**Short exercise 1**
In the Sutcliffe excerpt, how much money did Peter ask the woman in the bar to give back?
**Short exercise 2**
List every word or phrase that the Sutcliffe excerpt puts inside single quotation marks.
**Short exercise 3**
Transcribe everything in the Sutcliffe excerpt from "To make the" down to "to grow money.".

BEGIN Selected excerpt

To make the prostitute episode worse, really grind it into Peter’s touchy ego, he looked for and found the same woman in a bar a few weeks later, and asked for his ten pounds back. The prostitute laughed merrily, and told the story to several men at the bar, who had a good laugh at Peter’s expense. This seems to have been the last straw. To be laughed at by a prostitute! To be done out of ten pounds besides. Peter was ever a good saver, close with money unless a member of his family needed some, in which case his pockets seemed to grow money.

After this embarrassment in the bar, his mind was ‘in a turmoil’, Sutcliffe said in court. He developed a loathing for any prostitute, and felt himself being pushed ‘over the brink’. He was still seeing Sonia every Saturday night, but on the other nights he was free, and cruised around in his car. ‘Always carry a sock in your pocket,’ he now told brother Carl. With a rock in the sock, you’ve a pretty good weapon. Typical of his behaviour was this: he’d be eating fish and chips from the paper with Trevor Birdsall in the latter’s minivan after an evening’s pub-crawl in a prostitutes’ area, and Peter would say, ‘Excuse me a minute,’ disappear in the darkness, and return ten minutes later agitated and out of breath. On the first such occasion, still 1969, Peter informed Birdsall that he had followed ‘this old cow’ to a house where he had hit her on the head with a piece of brick. He then dropped the brick out of the mini-van window. He also mumbled something about money, which Birdsall didn’t understand. It was about the ten-pound note. Peter thought he had attacked the prostitute who had rooked him, but she was a different woman, who in fact bore no resemblance to her. She had noted the mini-van’s number, and the next day Peter had a visit from the Police. Peter said he had struck the woman ‘with his hand’, and the Police let him off with a warning. Peter then boasted to Birdsall of his success in this adventure: ‘I explained everything and everything’s all right.’ And soon the chums were back watching the whores in Lumb Lane, Peter bragging about ‘shagging’ them and not paying for it.

END Selected excerpt
BEGIN Provided data

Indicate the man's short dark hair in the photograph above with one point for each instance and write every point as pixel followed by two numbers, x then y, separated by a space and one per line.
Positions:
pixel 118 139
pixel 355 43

END Provided data

**Complete response 1**
Ten pounds.

**Complete response 2**
'in a turmoil'
'over the brink'
'Always carry a sock in your pocket,'
'Excuse me a minute,'
'this old cow'
'with his hand'
'I explained everything and everything's all right.'
'shagging'

**Complete response 3**
To make the prostitute episode worse, really grind it into Peter’s touchy ego, he looked for and found the same woman in a bar a few weeks later, and asked for his ten pounds back. The prostitute laughed merrily, and told the story to several men at the bar, who had a good laugh at Peter’s expense. This seems to have been the last straw. To be laughed at by a prostitute! To be done out of ten pounds besides. Peter was ever a good saver, close with money unless a member of his family needed some, in which case his pockets seemed to grow money.